### Set exercise 1
Copy out the passage of the Bengal Global Business Summit article from "West Bengal Chief Minister Mamata Banerjee (Photo: PTI)" up to and including "clothed the world.".
### Set exercise 2
In the Bengal Global Business Summit article, how many country partners did Vibrant Gujarat 2017 have?
>> Begin Extracted text
The writer is a senior journalist in Kolkata.
Published : Jan 20, 2018, 12:09 am IST
Updated : Jan 20, 2018, 12:09 am IST

Stripped of the hype, the Bengal Global Business Summit was not a failure.

West Bengal Chief Minister Mamata Banerjee  (Photo: PTI)
 West Bengal Chief Minister Mamata Banerjee (Photo: PTI)

West Bengal has been a tantalising destination for big-ticket investors ever since the posse of foreign investors launched the first age of globalisation in the 16th century, establishing trading posts in the Bay of Bengal, starting with the Portuguese in Chittagong. Before that, it was a flourishing trading and manufacturing centre, producing textiles that clothed the world.

In its current avatar, the challenge for every ruling party since economic reforms and liberalisation 2.0 was launched in the 1990s is to reinvent the state’s economy and surpass the legacy of its past glory and relegate its turbulent past of labour versus capital clashes to the dustbin or ash heap of history. Officialspeak has declared that the West Bengal government headed by Mamata Banerjee is all set to achieve this transformation, as the epitome of the ease of doing business, confirming the enthusiastic scoring by industry leaders like Mukesh Ambani’s “Best Bengal” and Niranjan Hiranandani’s “super ke upper”.

Remove the froth, and the fourth edition of the Bengal Global Business Summit netted promises of  Rs 2.19 lakh crores in investments after 110 memoranda of understandings (MoUs) were inked and a thousand-plus B2B and 40 B2G conversations.

As a number, Rs 2.19 lakh crores is a modest promise of investment; whereas Vibrant Gujarat 2017 signed up a total of 25,578 intentions to invest, of which 3,000 were MoUs that committed to pouring in Rs 30 lakh crores into Gujarat. With eight country partners, West Bengal was pleased as punch, whereas Gujarat bagged 12 partners, including the United States, and proclaimed that it was “connecting India to the world”. Limited in its ambitions, West Bengal declared it was a hub for business with India’s Northeast states and the Asean countries of Southeast Asia.
>> End Extracted text
>> Begin Excerpted records
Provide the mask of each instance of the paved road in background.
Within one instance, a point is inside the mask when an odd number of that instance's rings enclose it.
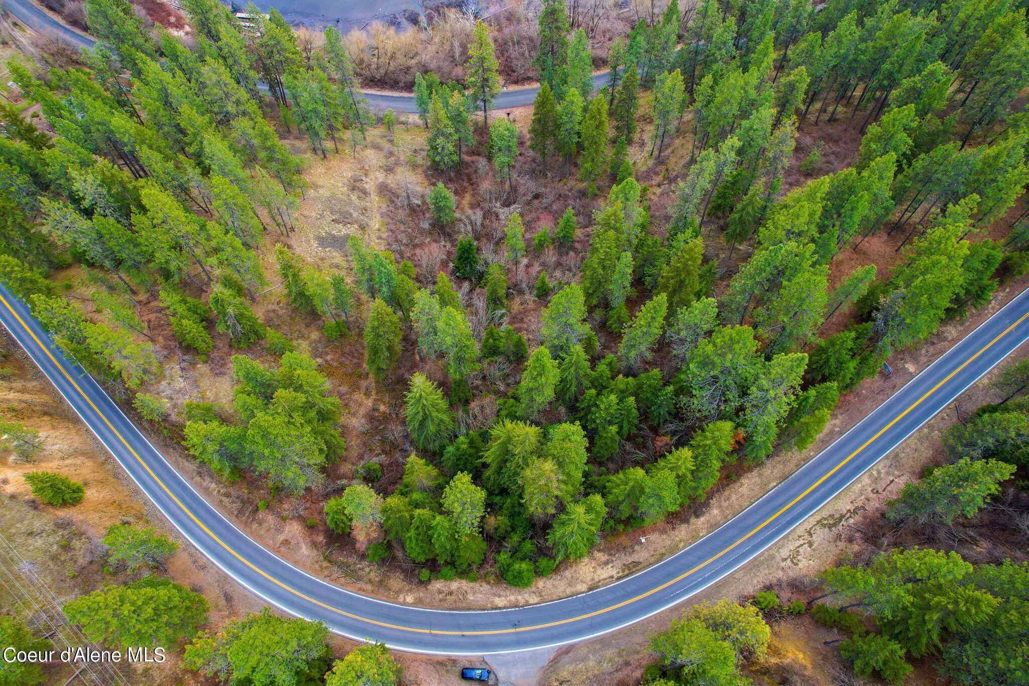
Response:
[[[391,603],[293,567],[208,503],[3,287],[0,322],[168,520],[237,583],[270,605],[321,620],[352,639],[381,641],[398,650],[474,655],[574,643],[613,631],[681,603],[740,569],[1029,338],[1029,290],[750,507],[689,547],[596,590],[488,611]]]
[[[97,44],[97,41],[94,38],[79,32],[76,29],[65,26],[43,11],[43,9],[41,9],[39,5],[32,2],[32,0],[3,1],[6,2],[7,8],[10,10],[11,14],[17,17],[22,24],[26,25],[30,29],[40,32],[54,33],[76,47],[92,49],[93,46]],[[604,87],[607,84],[607,72],[594,75],[593,84],[595,88]],[[493,109],[502,110],[531,105],[532,101],[536,98],[537,91],[539,91],[537,87],[509,88],[501,91],[500,95],[497,96],[497,99],[493,103]],[[414,96],[371,93],[366,91],[364,92],[364,99],[367,100],[368,105],[375,109],[391,109],[394,112],[418,111],[418,107],[415,105]]]

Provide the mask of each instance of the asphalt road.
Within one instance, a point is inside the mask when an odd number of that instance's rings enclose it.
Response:
[[[814,514],[1029,338],[1029,290],[984,322],[846,434],[746,510],[633,576],[541,605],[431,610],[317,579],[261,547],[169,464],[107,393],[65,358],[28,308],[0,286],[0,322],[169,521],[226,575],[336,634],[437,654],[489,654],[574,643],[666,610],[740,569]]]
[[[22,24],[40,32],[51,32],[60,36],[68,43],[77,47],[92,49],[97,41],[76,29],[70,28],[58,22],[52,16],[43,11],[39,5],[32,0],[4,0],[7,8]],[[593,77],[594,87],[602,88],[607,84],[607,72],[595,74]],[[262,84],[263,85],[263,84]],[[501,91],[493,102],[493,109],[507,109],[531,105],[536,98],[537,87],[531,88],[509,88]],[[374,109],[388,110],[394,112],[417,112],[415,97],[405,95],[393,95],[384,93],[364,92],[364,99]]]

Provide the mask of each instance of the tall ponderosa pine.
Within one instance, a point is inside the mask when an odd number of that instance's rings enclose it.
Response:
[[[472,102],[483,108],[485,125],[489,125],[487,110],[500,93],[499,68],[489,28],[484,22],[475,22],[471,44],[468,45],[468,62],[464,66],[464,82]]]
[[[549,88],[558,87],[558,75],[568,60],[568,8],[564,0],[543,0],[537,16],[539,25],[539,49],[533,58],[532,66],[539,74],[539,82]]]
[[[558,363],[551,351],[537,348],[529,356],[522,383],[519,384],[519,407],[524,419],[534,420],[554,400],[558,383]]]
[[[529,124],[529,149],[539,155],[546,174],[546,156],[554,150],[558,135],[558,107],[554,93],[545,81],[532,102],[532,123]]]
[[[376,381],[382,381],[400,357],[400,318],[381,298],[371,301],[364,327],[364,359]]]
[[[422,373],[411,377],[403,417],[412,439],[423,449],[438,450],[454,431],[454,418],[442,391]]]
[[[579,177],[586,181],[587,194],[597,193],[597,181],[607,172],[607,101],[597,97],[582,117],[582,156]]]

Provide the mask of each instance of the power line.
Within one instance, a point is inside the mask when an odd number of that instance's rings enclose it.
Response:
[[[59,650],[100,650],[86,641],[78,627],[68,621],[61,602],[46,582],[36,572],[35,566],[22,556],[0,533],[0,586],[3,586],[26,616],[36,624],[45,638]],[[73,662],[75,673],[65,682],[71,684],[76,679],[88,686],[129,686],[121,673],[110,662]]]

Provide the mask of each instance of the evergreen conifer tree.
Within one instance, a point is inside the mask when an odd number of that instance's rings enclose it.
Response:
[[[403,416],[407,432],[422,449],[438,450],[454,431],[454,419],[442,391],[422,373],[411,377]]]
[[[400,318],[381,298],[371,301],[364,327],[364,358],[368,371],[381,382],[400,356]]]

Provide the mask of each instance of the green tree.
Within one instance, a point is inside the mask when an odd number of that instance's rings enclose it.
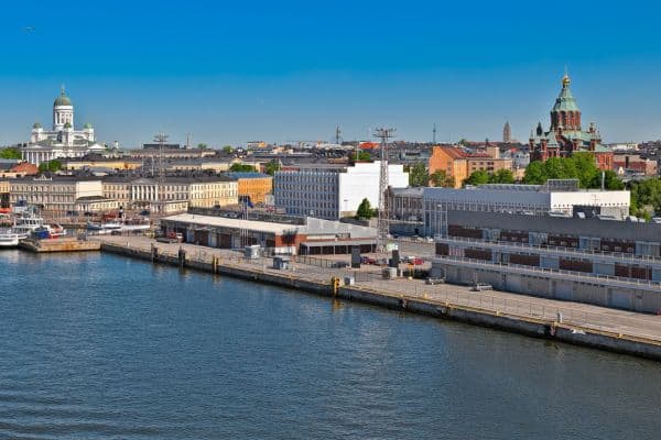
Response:
[[[271,161],[264,166],[264,170],[269,176],[274,175],[275,172],[280,170],[280,168],[281,168],[280,162],[278,162],[278,161]]]
[[[21,151],[13,146],[0,148],[0,158],[21,160],[22,158]]]
[[[511,169],[498,169],[489,179],[491,184],[513,184],[514,175]]]
[[[430,175],[423,163],[418,163],[409,169],[410,186],[427,186],[430,184]]]
[[[430,184],[436,187],[445,186],[445,182],[447,180],[447,175],[443,169],[436,169],[434,173],[430,174]]]
[[[549,177],[546,177],[546,168],[544,163],[534,161],[528,164],[525,167],[525,174],[523,174],[523,183],[528,185],[543,185]]]
[[[250,173],[250,172],[256,172],[257,169],[254,169],[254,166],[252,166],[252,165],[235,163],[235,164],[231,164],[231,166],[229,167],[229,170],[234,172],[234,173]]]
[[[356,218],[371,219],[372,217],[375,217],[375,210],[372,209],[369,200],[365,198],[362,199],[360,205],[358,205],[358,209],[356,210]]]
[[[39,172],[40,173],[56,173],[62,168],[62,162],[57,161],[57,160],[52,160],[48,162],[42,162],[41,164],[39,164]]]
[[[470,176],[468,176],[468,178],[466,180],[464,180],[464,186],[484,185],[484,184],[488,184],[489,182],[491,182],[491,177],[489,176],[489,173],[485,172],[484,169],[478,169],[476,172],[473,172],[470,174]]]

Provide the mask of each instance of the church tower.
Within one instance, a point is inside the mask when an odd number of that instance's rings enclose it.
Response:
[[[562,78],[562,90],[551,110],[551,130],[561,134],[564,131],[581,131],[581,110],[572,95],[572,80],[565,73]]]
[[[74,127],[74,106],[62,86],[59,96],[53,102],[53,131],[62,131],[67,123]]]

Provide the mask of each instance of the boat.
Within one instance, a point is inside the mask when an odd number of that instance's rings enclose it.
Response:
[[[0,231],[0,249],[17,248],[19,245],[20,235],[12,232],[11,229]]]

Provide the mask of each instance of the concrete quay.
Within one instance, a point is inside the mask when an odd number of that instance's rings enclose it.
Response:
[[[378,267],[357,271],[295,261],[292,270],[271,268],[271,258],[247,261],[241,253],[193,244],[158,243],[144,237],[98,237],[101,251],[194,268],[322,296],[357,300],[576,345],[661,361],[661,316],[529,297],[505,292],[470,292],[456,285],[415,279],[381,279]],[[155,251],[154,251],[155,250]],[[335,260],[348,260],[336,256]],[[332,278],[353,276],[334,289]]]
[[[51,239],[51,240],[22,240],[19,248],[34,252],[88,252],[98,251],[101,249],[101,243],[98,241],[84,241],[71,238]]]

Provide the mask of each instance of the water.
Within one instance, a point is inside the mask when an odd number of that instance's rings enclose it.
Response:
[[[0,438],[661,438],[644,360],[111,255],[0,274]]]

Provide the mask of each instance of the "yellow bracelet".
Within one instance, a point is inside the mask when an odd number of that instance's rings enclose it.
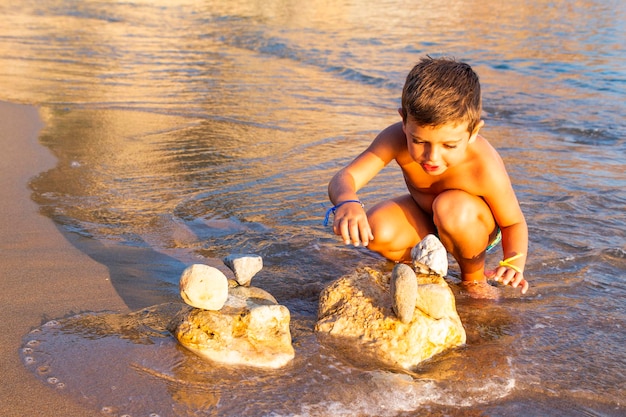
>> End Excerpted records
### Task answer 1
West Bengal Chief Minister Mamata Banerjee (Photo: PTI)

West Bengal has been a tantalising destination for big-ticket investors ever since the posse of foreign investors launched the first age of globalisation in the 16th century, establishing trading posts in the Bay of Bengal, starting with the Portuguese in Chittagong. Before that, it was a flourishing trading and manufacturing centre, producing textiles that clothed the world.

### Task answer 2
12